▸ Short task 1: In the forum thread, how long did the trip from the Statue of Liberty to Norfolk take?
##### Page excerpt #####
# Hudson River to Patuxant River



## TSOJOURNER (Dec 16, 1999)

Hello,

Any information willing to be shared referencing the above journey? Beginning early May 2002. Hudson River, out along the Coast of New Jersey, Delaware Bay, C&D Canal and the Chesapeake Bay. Thanks


----------



## halyardz (Sep 2, 2000)

Be prepared to "go slow" and have heavy traffic on weekends...might be doing more motoring than sailing.


----------



## TSOJOURNER (Dec 16, 1999)

Thanks, Jim. I do anticipate that it will be a less than Type "A" typical sojourn. I have a Honda Four, 5hp and am in no hurry for land (sea) records. Essentially, the whole trip is a classroom. I only sailed fresh water (Ontario, Champlain and Sacandaga Lakes). Enjoy the Holiday weekend.


----------



## devildad (Oct 19, 2001)

You can go inside from Manasquan to Atlantic city, it is beautiful before the green flies come out in July. Stay at the city marina in AC, little room to anchor. Then on to Cape May on the outside, fixed bridges inside. Good anchorage near the Cape May Yacht Club and a few good Marinas. Lots to do. Go up Del bay with the current, it makes a considerable difference and try to make it to Chesapeake City on the Canal for the night, there are few choices, one marina on the north side. The anchor basin is small and crowded during certain weekends. Once you are in the Bay, things really pick up, Baltimore and Anapolis are the gems, but there are a million things to see. swimming is ok above the bridge but sea nettles are present below.


----------



## halyardz (Sep 2, 2000)

Devildad, what are we talking in terms of the time for the major legs? Isn''t that Del transit pretty long & boring? Is outside an option there?


----------



## skoonerman (Apr 20, 2001)

Going up the Delaware Bay to the Canal is about 50 miles, a daylight run as long as you use the current. Be prepared for an ugly piece of brown water with flat scrubby shoreline in the distance. A massive power plant dominates the north shore for much of the trip. However, the Canal and the sights on the Upper Chesapeake are well worth it.

Going outside is easy in good weather. It took me 48 hours from the Statue of Liberty to Norfolk last summer. 

If you have a choice, I''d go up the DB and through the Canal.


----------



## TSOJOURNER (Dec 16, 1999)

Thanks Schoonerman,

I will be coastal along NJ, except to duck in and drop anchor for overnight or weather. I worked at those Nukes years ago.


----------



## TSOJOURNER (Dec 16, 1999)

devildad,

From Manasquan to Atlantic City on the ICW - is no problem with the mast up (about 35'')?


----------



## TSOJOURNER (Dec 16, 1999)

I''ve done the toms river to chesapeake bay twice last year - if i could skip the delaware river i would....i sailed it at night last time...leaving cape may canal at 2.30 am. the del. bay is usually rougher than the ocean. but what a nice relaxing motor thru the c-d canal. stop in at chesapeake city inn and marina for a bowl of bisque. great sailing south on the elk river and down to annapolis...lots of barges and container ships though


----------



## TSOJOURNER (Dec 16, 1999)
##### Data lines #####
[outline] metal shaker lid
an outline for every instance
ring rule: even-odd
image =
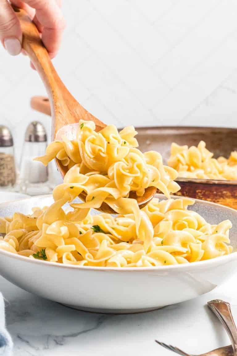
[[[6,126],[0,125],[0,147],[13,146],[13,139],[11,131]]]
[[[33,121],[28,125],[25,136],[27,142],[45,142],[47,134],[44,127],[38,121]]]

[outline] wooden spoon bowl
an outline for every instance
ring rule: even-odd
[[[37,28],[27,13],[15,6],[12,7],[19,19],[22,32],[22,48],[40,75],[48,93],[52,117],[52,140],[60,140],[63,135],[66,136],[69,140],[75,139],[78,123],[80,119],[93,121],[97,131],[105,127],[106,125],[83,108],[65,87],[52,64]],[[59,171],[64,177],[67,168],[63,168],[58,160],[56,159],[56,162]],[[154,187],[150,188],[153,189],[145,192],[144,199],[143,197],[139,197],[140,206],[147,204],[154,197],[156,189]],[[80,195],[79,197],[84,197]],[[99,210],[115,213],[107,204],[106,208],[105,204],[102,205]]]

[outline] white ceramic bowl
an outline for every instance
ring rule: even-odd
[[[0,215],[28,214],[33,206],[52,202],[44,195],[0,204]],[[212,224],[230,219],[236,249],[237,211],[198,200],[192,209]],[[0,274],[10,282],[73,308],[101,313],[144,312],[191,299],[212,290],[237,269],[237,252],[188,265],[119,268],[65,265],[0,250]]]

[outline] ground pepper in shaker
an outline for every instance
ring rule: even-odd
[[[27,126],[21,161],[20,190],[34,195],[52,191],[50,166],[45,167],[34,158],[43,156],[47,147],[47,135],[41,122],[33,121]]]
[[[16,179],[12,136],[8,127],[0,125],[0,188],[10,188]]]

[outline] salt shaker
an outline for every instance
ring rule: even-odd
[[[47,147],[47,135],[41,122],[33,121],[28,126],[22,153],[20,173],[20,190],[34,195],[45,194],[52,190],[50,165],[45,167],[34,161],[44,156]]]
[[[12,136],[8,127],[0,125],[0,189],[10,189],[16,179]]]

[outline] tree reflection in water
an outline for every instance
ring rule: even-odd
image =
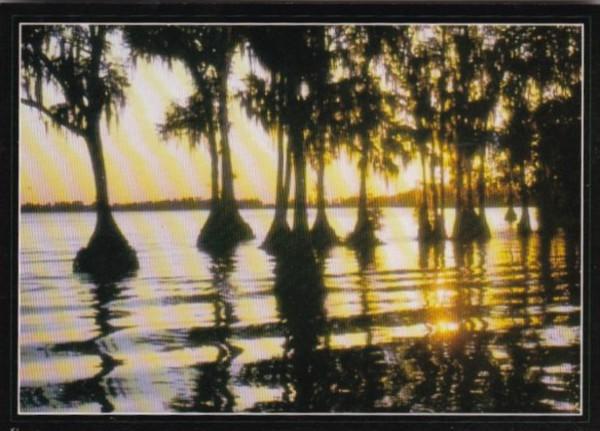
[[[115,318],[124,317],[126,312],[118,312],[111,309],[111,304],[117,300],[124,299],[127,290],[120,279],[102,280],[92,278],[91,290],[93,302],[94,323],[98,328],[97,334],[88,340],[74,341],[54,344],[50,351],[55,355],[86,356],[95,355],[100,358],[100,370],[86,379],[74,380],[66,383],[48,384],[43,387],[21,387],[21,405],[56,408],[73,408],[81,404],[98,404],[102,413],[114,411],[111,396],[119,393],[119,382],[109,377],[109,374],[118,367],[121,362],[111,356],[110,348],[103,343],[103,339],[110,334],[123,329],[114,326],[111,321]],[[52,401],[50,401],[52,400]]]
[[[215,291],[213,327],[194,328],[189,344],[210,345],[217,349],[214,362],[194,366],[196,379],[191,399],[176,398],[171,408],[179,412],[230,412],[235,406],[231,390],[231,363],[239,349],[231,343],[232,325],[237,322],[233,309],[234,287],[229,278],[235,271],[235,248],[211,253],[212,285]]]

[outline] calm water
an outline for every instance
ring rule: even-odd
[[[413,210],[384,209],[384,245],[312,269],[258,248],[270,210],[215,258],[206,212],[118,212],[140,270],[107,285],[71,270],[93,214],[23,214],[21,411],[577,413],[579,248],[520,240],[504,211],[485,245],[424,250]],[[340,235],[354,220],[330,211]]]

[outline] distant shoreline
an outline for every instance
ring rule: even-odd
[[[446,208],[454,207],[453,196],[448,196]],[[493,191],[486,197],[486,207],[506,206],[506,195],[500,191]],[[275,205],[263,203],[259,199],[240,199],[237,201],[240,209],[274,209]],[[371,207],[399,207],[415,208],[420,204],[420,193],[409,191],[395,196],[373,196],[369,198]],[[518,199],[515,199],[515,206],[519,205]],[[535,205],[532,201],[531,205]],[[293,208],[293,201],[289,203],[289,208]],[[161,201],[145,201],[117,203],[111,205],[113,211],[173,211],[173,210],[208,210],[210,209],[210,200],[200,198],[183,198]],[[336,199],[327,203],[327,208],[354,208],[358,206],[358,197]],[[308,202],[308,208],[316,208],[315,202]],[[53,202],[44,204],[25,203],[21,205],[22,213],[47,213],[47,212],[92,212],[95,211],[95,204],[84,203],[82,201],[71,202]]]

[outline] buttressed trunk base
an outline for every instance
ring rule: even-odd
[[[99,127],[86,136],[96,186],[96,227],[87,246],[73,261],[73,271],[88,273],[99,281],[121,279],[139,267],[136,252],[115,222],[108,200],[106,170]]]

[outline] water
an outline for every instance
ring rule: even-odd
[[[485,245],[424,250],[387,208],[372,255],[312,269],[258,248],[270,210],[218,258],[195,247],[204,211],[118,212],[140,270],[106,285],[72,273],[93,214],[23,214],[21,412],[578,413],[579,248],[504,212]],[[351,231],[354,209],[329,215]]]

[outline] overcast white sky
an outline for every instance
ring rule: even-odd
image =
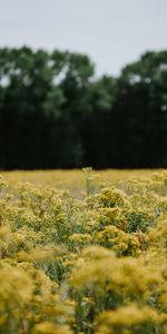
[[[0,0],[0,47],[87,53],[118,75],[146,50],[167,49],[167,0]]]

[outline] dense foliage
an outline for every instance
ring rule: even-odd
[[[166,334],[167,174],[87,194],[0,178],[1,334]]]
[[[167,51],[118,78],[87,56],[0,49],[0,168],[166,167]]]

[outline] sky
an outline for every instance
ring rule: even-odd
[[[97,76],[118,76],[167,49],[167,0],[0,0],[0,48],[87,53]]]

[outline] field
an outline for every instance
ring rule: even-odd
[[[1,334],[166,334],[167,170],[2,171]]]

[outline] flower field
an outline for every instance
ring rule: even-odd
[[[166,334],[167,171],[0,177],[1,334]]]

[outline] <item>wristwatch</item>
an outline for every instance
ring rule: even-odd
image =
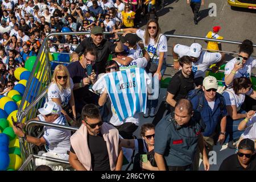
[[[221,132],[221,133],[220,133],[220,134],[221,134],[221,135],[225,135],[225,134],[226,134],[226,132]]]

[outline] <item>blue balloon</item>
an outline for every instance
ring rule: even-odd
[[[31,73],[31,72],[30,72],[29,71],[25,71],[23,72],[20,74],[20,80],[28,80],[28,78],[30,78]]]
[[[2,109],[0,109],[0,119],[1,118],[5,118],[6,119],[8,117],[8,115],[6,112],[2,110]]]
[[[10,163],[10,157],[8,152],[0,152],[0,171],[5,171],[7,169]]]
[[[13,88],[14,90],[17,90],[22,96],[25,92],[26,87],[22,84],[17,84]]]
[[[3,109],[5,109],[6,113],[9,115],[13,111],[18,110],[18,106],[15,102],[9,101],[5,105]]]
[[[71,30],[69,27],[63,27],[61,29],[61,32],[70,32]]]

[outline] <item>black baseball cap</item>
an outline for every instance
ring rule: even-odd
[[[239,143],[238,149],[255,151],[254,142],[249,138],[245,138]]]
[[[127,43],[130,46],[134,46],[138,42],[139,38],[135,34],[127,34],[125,36],[120,36],[120,40],[123,43]]]

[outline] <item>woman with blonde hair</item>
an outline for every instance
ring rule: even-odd
[[[52,80],[48,90],[48,101],[52,101],[61,106],[61,113],[68,122],[74,126],[76,121],[76,107],[75,105],[73,88],[74,84],[68,69],[63,64],[59,64],[54,69]],[[74,121],[68,115],[64,109],[68,108],[69,104],[73,113]]]

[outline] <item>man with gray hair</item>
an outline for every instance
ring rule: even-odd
#####
▸ Short task 2: Write out the rows from the line containing "[outline] <item>man with gray hair</item>" through the end of the rows, with "gray" replaced by "silver" and everything else unchanged.

▸ Right answer 1: It took 48 hours.

▸ Right answer 2:
[outline] <item>man with silver hair</item>
an outline for every instance
ring rule: even-odd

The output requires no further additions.